GIVEN RECORDS:
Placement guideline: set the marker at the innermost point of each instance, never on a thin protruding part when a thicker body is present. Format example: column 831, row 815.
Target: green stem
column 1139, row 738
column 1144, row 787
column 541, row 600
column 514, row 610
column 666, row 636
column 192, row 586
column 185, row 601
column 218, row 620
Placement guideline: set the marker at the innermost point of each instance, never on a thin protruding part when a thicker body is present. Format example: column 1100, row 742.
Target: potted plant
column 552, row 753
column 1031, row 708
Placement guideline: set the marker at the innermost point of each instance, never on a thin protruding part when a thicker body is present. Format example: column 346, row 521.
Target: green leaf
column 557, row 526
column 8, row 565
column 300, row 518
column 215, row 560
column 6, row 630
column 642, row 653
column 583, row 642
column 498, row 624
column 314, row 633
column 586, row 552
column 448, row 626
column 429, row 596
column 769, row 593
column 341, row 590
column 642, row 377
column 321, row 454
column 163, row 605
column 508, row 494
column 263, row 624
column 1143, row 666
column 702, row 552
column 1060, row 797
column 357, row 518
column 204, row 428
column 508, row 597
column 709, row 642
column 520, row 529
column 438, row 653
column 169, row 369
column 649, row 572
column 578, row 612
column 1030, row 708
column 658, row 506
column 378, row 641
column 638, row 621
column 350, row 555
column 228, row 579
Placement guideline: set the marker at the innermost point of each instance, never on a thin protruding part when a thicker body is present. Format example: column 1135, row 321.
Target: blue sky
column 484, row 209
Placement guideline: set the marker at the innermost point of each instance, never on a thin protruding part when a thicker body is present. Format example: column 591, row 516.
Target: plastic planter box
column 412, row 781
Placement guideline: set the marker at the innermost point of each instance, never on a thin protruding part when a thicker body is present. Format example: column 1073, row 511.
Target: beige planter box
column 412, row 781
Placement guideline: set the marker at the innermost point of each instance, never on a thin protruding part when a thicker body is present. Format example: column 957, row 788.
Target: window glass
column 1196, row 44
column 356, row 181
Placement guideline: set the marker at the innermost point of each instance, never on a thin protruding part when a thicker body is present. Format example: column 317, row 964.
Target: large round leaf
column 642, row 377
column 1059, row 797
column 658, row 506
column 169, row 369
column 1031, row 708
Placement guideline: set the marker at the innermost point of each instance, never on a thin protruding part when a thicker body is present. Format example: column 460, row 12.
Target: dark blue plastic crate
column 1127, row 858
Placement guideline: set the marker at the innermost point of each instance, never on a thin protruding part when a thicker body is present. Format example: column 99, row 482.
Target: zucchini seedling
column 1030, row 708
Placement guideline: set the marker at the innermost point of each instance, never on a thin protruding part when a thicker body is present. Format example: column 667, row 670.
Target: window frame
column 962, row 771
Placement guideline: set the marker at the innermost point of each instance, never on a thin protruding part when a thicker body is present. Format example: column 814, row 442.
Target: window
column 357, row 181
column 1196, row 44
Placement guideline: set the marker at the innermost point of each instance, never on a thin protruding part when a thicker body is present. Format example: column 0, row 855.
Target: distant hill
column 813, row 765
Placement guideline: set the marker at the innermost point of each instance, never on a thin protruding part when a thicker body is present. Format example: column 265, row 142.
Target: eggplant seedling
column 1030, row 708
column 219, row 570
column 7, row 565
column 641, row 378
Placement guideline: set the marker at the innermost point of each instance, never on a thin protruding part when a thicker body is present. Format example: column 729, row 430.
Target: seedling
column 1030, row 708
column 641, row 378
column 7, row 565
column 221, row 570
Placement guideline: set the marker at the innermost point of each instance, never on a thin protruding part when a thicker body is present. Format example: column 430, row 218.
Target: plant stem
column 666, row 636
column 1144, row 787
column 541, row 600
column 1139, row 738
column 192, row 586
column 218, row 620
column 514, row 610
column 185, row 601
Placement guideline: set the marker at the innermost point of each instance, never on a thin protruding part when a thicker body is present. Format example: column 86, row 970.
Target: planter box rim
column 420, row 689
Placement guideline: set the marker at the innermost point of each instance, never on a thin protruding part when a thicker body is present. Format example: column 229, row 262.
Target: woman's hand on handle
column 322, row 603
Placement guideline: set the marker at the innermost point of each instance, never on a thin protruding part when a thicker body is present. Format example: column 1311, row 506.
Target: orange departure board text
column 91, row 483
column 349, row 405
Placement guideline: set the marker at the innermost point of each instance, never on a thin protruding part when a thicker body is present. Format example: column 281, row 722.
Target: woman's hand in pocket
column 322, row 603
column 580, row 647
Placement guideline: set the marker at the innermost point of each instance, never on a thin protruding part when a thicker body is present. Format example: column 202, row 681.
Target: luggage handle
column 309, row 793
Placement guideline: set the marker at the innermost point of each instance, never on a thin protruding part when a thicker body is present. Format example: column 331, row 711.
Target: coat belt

SHORT TASK: Reproduce word for word the lines of the data above, starting at the line that contains "430, row 218." and ending at the line that contains "column 420, row 689". Include both of those lines.

SOLVED PROBLEM:
Placement guideline: set the marker at the innermost point of each instance, never on a thin protruding part when a thicker body is present. Format example: column 430, row 218.
Target: plant stem
column 666, row 636
column 1144, row 787
column 541, row 600
column 1139, row 738
column 192, row 586
column 218, row 620
column 514, row 610
column 185, row 601
Placement guideline: set the marker at the innermost point of each instance, never on a thin protruding part when a thicker body is present. Format example: column 86, row 970.
Target: planter box rim
column 420, row 689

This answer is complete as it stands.